---------- Exercise input

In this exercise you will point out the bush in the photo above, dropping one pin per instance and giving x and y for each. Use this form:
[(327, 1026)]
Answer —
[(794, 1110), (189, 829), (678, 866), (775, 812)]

--------------------
---------- Exercise input

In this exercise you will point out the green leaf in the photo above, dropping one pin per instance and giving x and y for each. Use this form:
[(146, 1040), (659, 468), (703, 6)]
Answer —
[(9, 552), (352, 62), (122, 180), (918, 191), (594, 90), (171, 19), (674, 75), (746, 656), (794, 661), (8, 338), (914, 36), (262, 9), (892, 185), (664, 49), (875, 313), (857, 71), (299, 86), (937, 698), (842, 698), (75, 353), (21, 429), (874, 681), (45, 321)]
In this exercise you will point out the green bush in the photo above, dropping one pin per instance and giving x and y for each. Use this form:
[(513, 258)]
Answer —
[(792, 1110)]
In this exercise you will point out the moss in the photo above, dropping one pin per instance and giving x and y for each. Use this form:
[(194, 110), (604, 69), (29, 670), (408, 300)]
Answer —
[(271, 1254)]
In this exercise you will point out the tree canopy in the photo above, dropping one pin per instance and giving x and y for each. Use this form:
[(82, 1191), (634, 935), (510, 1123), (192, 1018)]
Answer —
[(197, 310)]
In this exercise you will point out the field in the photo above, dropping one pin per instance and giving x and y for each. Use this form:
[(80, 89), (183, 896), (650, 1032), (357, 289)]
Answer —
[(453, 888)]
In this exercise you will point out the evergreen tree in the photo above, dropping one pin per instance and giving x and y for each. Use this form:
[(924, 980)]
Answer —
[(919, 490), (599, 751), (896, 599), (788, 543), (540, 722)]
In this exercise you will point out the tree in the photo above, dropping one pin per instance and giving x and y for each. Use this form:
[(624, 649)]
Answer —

--------------------

Those lines of the records that contain the string "tree" should be identified and copied.

== Task response ==
In this exercise you will point out the tree canopy in the photo above, dropping one pin per instance and giving x and y for each. Use this form:
In this exercise you will point out the evergreen tree in the photo above, dropping one pin per instance and giving x and y for each. Use this form:
In this exercise you will point out the tree in the photo above, dropping one pin per instance and giving x and y for each. Use this form:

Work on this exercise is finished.